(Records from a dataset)
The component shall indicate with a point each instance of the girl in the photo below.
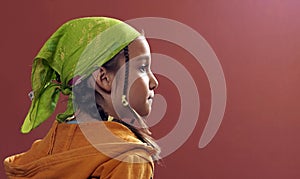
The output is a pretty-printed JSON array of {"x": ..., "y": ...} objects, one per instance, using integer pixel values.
[{"x": 103, "y": 66}]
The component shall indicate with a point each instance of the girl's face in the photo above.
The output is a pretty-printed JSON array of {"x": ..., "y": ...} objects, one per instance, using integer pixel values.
[{"x": 141, "y": 81}]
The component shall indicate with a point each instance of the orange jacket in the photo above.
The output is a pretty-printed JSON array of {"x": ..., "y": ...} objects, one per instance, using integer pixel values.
[{"x": 102, "y": 149}]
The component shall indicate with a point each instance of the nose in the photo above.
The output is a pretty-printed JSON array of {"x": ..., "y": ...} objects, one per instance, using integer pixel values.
[{"x": 153, "y": 83}]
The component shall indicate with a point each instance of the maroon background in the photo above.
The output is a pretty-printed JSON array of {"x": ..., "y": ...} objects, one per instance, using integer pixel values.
[{"x": 257, "y": 43}]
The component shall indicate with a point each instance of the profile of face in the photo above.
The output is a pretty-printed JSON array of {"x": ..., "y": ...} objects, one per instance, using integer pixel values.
[{"x": 141, "y": 82}]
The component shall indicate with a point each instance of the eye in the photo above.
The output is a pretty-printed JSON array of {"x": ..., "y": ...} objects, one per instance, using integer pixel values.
[{"x": 143, "y": 68}]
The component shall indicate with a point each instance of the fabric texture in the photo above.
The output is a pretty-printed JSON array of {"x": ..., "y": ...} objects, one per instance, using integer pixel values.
[
  {"x": 71, "y": 54},
  {"x": 66, "y": 153}
]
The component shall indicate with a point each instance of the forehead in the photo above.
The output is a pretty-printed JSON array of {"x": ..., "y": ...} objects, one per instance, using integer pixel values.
[{"x": 139, "y": 47}]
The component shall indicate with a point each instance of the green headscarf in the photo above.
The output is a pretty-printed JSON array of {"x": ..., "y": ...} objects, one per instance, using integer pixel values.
[{"x": 75, "y": 50}]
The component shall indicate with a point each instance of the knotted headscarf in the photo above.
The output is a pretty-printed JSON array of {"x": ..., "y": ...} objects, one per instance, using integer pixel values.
[{"x": 73, "y": 52}]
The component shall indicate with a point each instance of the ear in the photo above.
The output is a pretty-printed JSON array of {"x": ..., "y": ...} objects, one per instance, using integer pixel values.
[{"x": 103, "y": 80}]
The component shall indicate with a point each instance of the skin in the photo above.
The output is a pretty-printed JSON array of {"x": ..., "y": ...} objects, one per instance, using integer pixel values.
[{"x": 142, "y": 82}]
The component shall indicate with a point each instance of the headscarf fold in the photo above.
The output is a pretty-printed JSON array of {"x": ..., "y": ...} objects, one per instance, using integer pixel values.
[{"x": 72, "y": 53}]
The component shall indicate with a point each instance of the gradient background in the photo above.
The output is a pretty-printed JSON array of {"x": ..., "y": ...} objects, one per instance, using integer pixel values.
[{"x": 257, "y": 43}]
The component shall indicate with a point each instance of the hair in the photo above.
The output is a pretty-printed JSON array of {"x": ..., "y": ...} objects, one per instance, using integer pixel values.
[{"x": 85, "y": 100}]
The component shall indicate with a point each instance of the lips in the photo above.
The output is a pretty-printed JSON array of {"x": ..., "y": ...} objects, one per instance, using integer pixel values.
[{"x": 151, "y": 96}]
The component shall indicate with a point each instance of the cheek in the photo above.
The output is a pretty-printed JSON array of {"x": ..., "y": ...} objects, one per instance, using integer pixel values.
[{"x": 138, "y": 93}]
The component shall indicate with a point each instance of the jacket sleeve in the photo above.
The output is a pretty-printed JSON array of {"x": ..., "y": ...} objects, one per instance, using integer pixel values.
[{"x": 129, "y": 167}]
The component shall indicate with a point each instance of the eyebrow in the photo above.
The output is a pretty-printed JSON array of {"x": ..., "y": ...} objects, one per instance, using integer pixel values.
[{"x": 142, "y": 57}]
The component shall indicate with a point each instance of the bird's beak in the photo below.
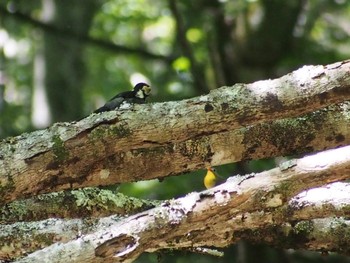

» Exercise objective
Please pick out and copy every line of the data above that contains the string "face".

» Exercise answer
The component shall indicate with a point each instance of the girl's face in the photo above.
The component shall indicate with a point each instance of the profile of face in the photo above.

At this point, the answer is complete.